#### Short exercise:
Write out all of the entries below word for word, leaving out the pictures.

--- begin Given records ---

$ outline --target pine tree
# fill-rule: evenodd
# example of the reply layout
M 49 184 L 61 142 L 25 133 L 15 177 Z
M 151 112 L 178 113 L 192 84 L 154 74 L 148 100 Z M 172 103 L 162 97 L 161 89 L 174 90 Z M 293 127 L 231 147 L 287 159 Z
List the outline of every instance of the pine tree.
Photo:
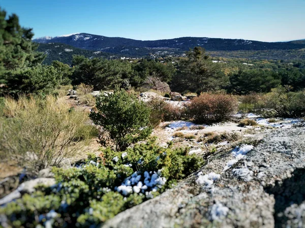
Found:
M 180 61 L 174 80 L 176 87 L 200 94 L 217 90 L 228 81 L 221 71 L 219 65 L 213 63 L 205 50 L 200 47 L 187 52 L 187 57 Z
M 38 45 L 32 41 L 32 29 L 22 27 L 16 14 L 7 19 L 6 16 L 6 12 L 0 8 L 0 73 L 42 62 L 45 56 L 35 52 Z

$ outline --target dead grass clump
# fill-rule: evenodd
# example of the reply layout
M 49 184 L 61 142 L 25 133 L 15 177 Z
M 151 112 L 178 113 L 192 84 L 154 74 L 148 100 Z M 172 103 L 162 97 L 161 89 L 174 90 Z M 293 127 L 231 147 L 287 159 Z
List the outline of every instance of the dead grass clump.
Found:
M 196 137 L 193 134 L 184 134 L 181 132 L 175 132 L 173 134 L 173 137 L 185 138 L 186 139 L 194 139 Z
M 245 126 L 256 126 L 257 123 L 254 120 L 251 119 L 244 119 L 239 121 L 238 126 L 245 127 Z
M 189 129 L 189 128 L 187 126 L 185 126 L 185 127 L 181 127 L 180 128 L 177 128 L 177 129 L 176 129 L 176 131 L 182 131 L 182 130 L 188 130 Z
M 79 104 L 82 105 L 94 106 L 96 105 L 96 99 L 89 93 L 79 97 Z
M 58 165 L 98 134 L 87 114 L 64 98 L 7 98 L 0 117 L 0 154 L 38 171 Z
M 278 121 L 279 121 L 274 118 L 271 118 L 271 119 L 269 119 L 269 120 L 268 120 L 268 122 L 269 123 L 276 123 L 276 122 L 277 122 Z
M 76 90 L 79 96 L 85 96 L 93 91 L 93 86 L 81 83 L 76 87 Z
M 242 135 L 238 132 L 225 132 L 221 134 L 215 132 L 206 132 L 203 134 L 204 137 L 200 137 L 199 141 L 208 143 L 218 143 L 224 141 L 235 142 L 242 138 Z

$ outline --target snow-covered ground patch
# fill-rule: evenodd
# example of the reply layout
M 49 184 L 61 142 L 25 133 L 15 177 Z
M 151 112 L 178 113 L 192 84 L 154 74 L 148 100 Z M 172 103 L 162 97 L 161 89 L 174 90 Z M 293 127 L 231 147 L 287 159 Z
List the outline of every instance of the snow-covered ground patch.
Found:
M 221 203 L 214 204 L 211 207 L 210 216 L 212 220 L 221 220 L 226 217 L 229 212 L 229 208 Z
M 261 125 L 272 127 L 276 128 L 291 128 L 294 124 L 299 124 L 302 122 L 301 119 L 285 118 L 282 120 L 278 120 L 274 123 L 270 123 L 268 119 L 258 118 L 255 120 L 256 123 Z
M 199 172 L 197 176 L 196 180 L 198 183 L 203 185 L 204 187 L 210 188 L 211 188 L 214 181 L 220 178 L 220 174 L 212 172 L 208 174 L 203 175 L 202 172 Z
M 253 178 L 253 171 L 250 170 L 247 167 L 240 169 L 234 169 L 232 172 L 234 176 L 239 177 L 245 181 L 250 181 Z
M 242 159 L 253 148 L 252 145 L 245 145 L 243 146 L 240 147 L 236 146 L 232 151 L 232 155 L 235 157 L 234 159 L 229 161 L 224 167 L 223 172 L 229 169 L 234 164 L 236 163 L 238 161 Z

--- end Given records ---

#### Response below:
$ outline --target pine tree
# fill-rule: evenodd
# example of the reply layout
M 49 184 L 61 142 L 25 133 L 15 177 Z
M 151 112 L 178 113 L 192 84 L 154 74 L 148 100 Z M 172 103 L 162 97 L 161 89 L 174 90 Z M 293 127 L 231 147 L 287 159 Z
List the outline of every instance of the pine tree.
Photo:
Found:
M 180 61 L 174 80 L 176 87 L 200 94 L 217 90 L 228 81 L 221 71 L 219 65 L 213 63 L 205 50 L 200 47 L 187 52 L 187 57 Z
M 38 45 L 32 41 L 32 29 L 22 27 L 16 14 L 7 19 L 6 16 L 6 12 L 0 8 L 0 73 L 42 62 L 45 56 L 35 52 Z

$ outline --target dead grass clump
# fill-rule: evenodd
# example of the reply layout
M 49 184 L 61 142 L 25 133 L 15 177 Z
M 151 112 L 178 113 L 192 84 L 154 74 L 148 100 Z M 172 103 L 162 97 L 161 89 L 174 90 Z M 293 127 L 231 147 L 287 159 Z
List the outline of every instance of the dead grass clump.
Found:
M 196 137 L 193 134 L 184 134 L 181 132 L 175 132 L 173 134 L 173 137 L 185 138 L 186 139 L 194 139 Z
M 245 126 L 256 126 L 257 123 L 254 120 L 251 119 L 244 119 L 239 121 L 238 126 L 245 127 Z
M 189 129 L 189 128 L 187 126 L 185 126 L 185 127 L 181 127 L 180 128 L 177 128 L 177 129 L 176 129 L 176 131 L 182 131 L 182 130 L 188 130 Z
M 79 104 L 82 105 L 94 106 L 96 105 L 96 99 L 89 93 L 79 97 Z
M 58 165 L 98 134 L 87 114 L 64 98 L 7 98 L 0 117 L 0 154 L 38 171 Z
M 278 121 L 279 121 L 274 118 L 271 118 L 271 119 L 269 119 L 269 120 L 268 120 L 268 122 L 269 123 L 276 123 L 276 122 L 277 122 Z
M 76 90 L 79 96 L 85 96 L 93 91 L 93 86 L 81 83 L 76 87 Z
M 242 135 L 238 132 L 225 132 L 221 134 L 215 132 L 206 132 L 203 134 L 204 137 L 200 137 L 199 141 L 208 143 L 218 143 L 224 141 L 235 142 L 242 138 Z

$ outline --target snow-covered ground patch
# fill-rule: evenodd
# example of the reply layout
M 49 184 L 61 142 L 25 133 L 15 177 Z
M 151 112 L 178 113 L 192 84 L 154 74 L 148 100 Z M 172 103 L 162 97 L 161 89 L 174 90 Z M 293 127 L 231 147 L 287 159 Z
List the outline of every instance of the snow-covered ground patch.
Found:
M 221 203 L 214 204 L 211 207 L 210 216 L 212 220 L 221 220 L 226 217 L 229 212 L 229 208 Z
M 261 125 L 272 127 L 276 128 L 291 128 L 294 124 L 299 124 L 302 122 L 301 119 L 285 118 L 282 120 L 278 120 L 274 123 L 270 123 L 268 119 L 258 118 L 255 120 L 256 123 Z
M 199 172 L 197 176 L 196 180 L 198 183 L 203 185 L 204 187 L 210 188 L 211 188 L 214 181 L 220 178 L 220 174 L 212 172 L 208 174 L 203 175 L 202 172 Z
M 253 178 L 253 171 L 250 170 L 247 167 L 240 169 L 234 169 L 232 172 L 234 176 L 239 177 L 245 181 L 250 181 Z
M 242 159 L 253 148 L 252 145 L 245 145 L 243 146 L 240 147 L 236 146 L 232 151 L 232 155 L 235 157 L 234 159 L 229 161 L 224 167 L 223 172 L 229 169 L 234 164 L 236 163 L 238 161 Z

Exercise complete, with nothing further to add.